## MATERIAL SHOWN

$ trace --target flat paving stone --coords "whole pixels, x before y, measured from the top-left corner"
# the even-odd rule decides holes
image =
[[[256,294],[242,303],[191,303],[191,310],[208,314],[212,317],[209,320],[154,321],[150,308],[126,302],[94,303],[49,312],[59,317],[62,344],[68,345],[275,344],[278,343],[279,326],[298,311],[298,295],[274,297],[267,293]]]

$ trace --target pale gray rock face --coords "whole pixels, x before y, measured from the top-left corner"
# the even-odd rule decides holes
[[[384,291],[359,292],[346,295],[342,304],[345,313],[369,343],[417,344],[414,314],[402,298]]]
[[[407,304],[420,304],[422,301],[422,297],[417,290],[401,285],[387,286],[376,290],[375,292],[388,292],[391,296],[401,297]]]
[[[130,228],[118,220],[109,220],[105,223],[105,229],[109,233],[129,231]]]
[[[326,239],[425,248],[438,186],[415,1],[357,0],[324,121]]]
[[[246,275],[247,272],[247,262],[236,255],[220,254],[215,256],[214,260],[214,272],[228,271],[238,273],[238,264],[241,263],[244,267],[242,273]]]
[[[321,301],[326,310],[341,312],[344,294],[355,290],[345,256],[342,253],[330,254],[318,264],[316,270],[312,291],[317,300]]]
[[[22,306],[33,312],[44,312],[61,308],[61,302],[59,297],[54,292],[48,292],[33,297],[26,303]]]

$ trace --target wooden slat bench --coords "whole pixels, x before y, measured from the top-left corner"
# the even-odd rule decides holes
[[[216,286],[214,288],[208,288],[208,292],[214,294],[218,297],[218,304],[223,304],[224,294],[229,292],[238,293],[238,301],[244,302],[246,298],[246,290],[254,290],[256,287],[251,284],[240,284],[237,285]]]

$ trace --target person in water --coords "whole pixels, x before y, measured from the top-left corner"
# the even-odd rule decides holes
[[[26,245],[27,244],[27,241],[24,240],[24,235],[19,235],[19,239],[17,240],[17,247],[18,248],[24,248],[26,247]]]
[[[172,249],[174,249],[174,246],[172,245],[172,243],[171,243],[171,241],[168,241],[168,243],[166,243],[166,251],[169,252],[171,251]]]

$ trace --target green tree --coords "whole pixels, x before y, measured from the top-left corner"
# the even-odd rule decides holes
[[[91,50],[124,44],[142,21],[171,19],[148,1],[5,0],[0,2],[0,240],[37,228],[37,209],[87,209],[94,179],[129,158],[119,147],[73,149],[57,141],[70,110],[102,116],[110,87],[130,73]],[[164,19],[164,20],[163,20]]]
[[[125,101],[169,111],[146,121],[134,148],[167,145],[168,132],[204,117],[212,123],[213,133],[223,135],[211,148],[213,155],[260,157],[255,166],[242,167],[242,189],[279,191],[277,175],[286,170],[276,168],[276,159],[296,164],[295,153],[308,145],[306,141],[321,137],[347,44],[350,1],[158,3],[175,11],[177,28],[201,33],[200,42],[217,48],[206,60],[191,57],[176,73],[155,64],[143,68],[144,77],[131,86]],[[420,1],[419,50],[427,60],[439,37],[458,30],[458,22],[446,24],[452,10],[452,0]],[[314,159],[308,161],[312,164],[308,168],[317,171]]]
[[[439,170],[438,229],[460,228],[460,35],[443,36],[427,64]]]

## PROBLEM DETAILS
Reproduce every one of the records above character for character, with no changes.

## TASK RESULT
$ trace --target flat paving stone --coords "whole pixels, x before y, measured from the top-left corner"
# the even-odd rule decides holes
image =
[[[256,294],[242,303],[191,303],[191,310],[208,314],[212,317],[209,320],[154,321],[150,308],[126,302],[94,303],[49,312],[59,317],[62,344],[68,345],[275,344],[278,343],[279,326],[298,311],[298,295],[274,297],[267,293]]]

$ trace --target pale gray rock face --coords "whole pixels, x before y, measured from the top-left corner"
# the even-odd rule decides holes
[[[384,291],[359,292],[346,295],[342,304],[345,313],[369,343],[417,344],[414,314],[402,298]]]
[[[407,304],[420,304],[422,301],[422,297],[417,290],[401,285],[387,286],[376,290],[375,292],[388,292],[391,296],[401,297]]]
[[[130,228],[118,220],[109,220],[105,223],[105,229],[109,233],[129,231]]]
[[[326,239],[425,248],[438,186],[415,1],[357,0],[324,121]]]
[[[246,275],[247,272],[247,262],[236,255],[220,254],[215,256],[214,260],[214,272],[228,271],[238,273],[238,264],[241,263],[244,267],[242,273]]]
[[[321,301],[326,310],[341,312],[344,294],[355,290],[345,256],[342,253],[330,254],[318,264],[316,270],[312,291],[317,300]]]
[[[22,306],[33,312],[44,312],[61,308],[61,302],[59,297],[54,292],[48,292],[33,297],[26,303]]]

$ trace --target wooden slat bench --coords "whole pixels, x before y, measured from the top-left corner"
# the even-odd rule decides holes
[[[216,286],[214,288],[208,288],[208,292],[214,294],[218,297],[218,304],[223,304],[224,294],[229,292],[238,293],[238,301],[244,302],[246,298],[246,290],[254,290],[256,287],[251,284],[240,284],[237,285]]]

$ trace --target person in water --coords "whole pixels, x before y, measured from the top-left corner"
# the even-odd rule decides holes
[[[26,245],[27,244],[27,241],[24,240],[24,235],[19,235],[19,239],[17,240],[17,247],[18,248],[24,248],[26,247]]]
[[[172,249],[174,249],[174,246],[172,245],[172,243],[171,243],[171,241],[168,241],[168,243],[166,243],[166,251],[169,252],[171,251]]]

$ trace --target green tree --coords "whole pixels, x before y, measured from the top-left corner"
# the even-odd rule decides holes
[[[91,50],[124,44],[142,21],[171,19],[148,1],[5,0],[0,2],[0,240],[37,228],[37,209],[87,209],[94,179],[129,158],[119,147],[73,149],[57,141],[70,110],[102,116],[110,87],[130,73]],[[164,19],[164,20],[163,20]]]
[[[125,101],[169,111],[146,121],[134,148],[167,145],[168,132],[204,117],[212,123],[213,133],[223,135],[211,148],[213,155],[260,157],[255,166],[242,167],[242,189],[279,191],[277,175],[286,170],[276,168],[276,159],[296,164],[295,153],[308,145],[306,141],[321,137],[347,44],[350,1],[158,3],[175,11],[177,28],[201,33],[200,42],[217,48],[206,60],[191,57],[176,73],[155,64],[143,68],[144,77],[131,86]],[[420,1],[419,50],[427,60],[439,37],[458,30],[458,22],[446,24],[452,10],[452,0]],[[314,159],[308,161],[312,164],[308,168],[317,171]]]
[[[439,170],[438,229],[460,228],[460,35],[443,36],[427,64]]]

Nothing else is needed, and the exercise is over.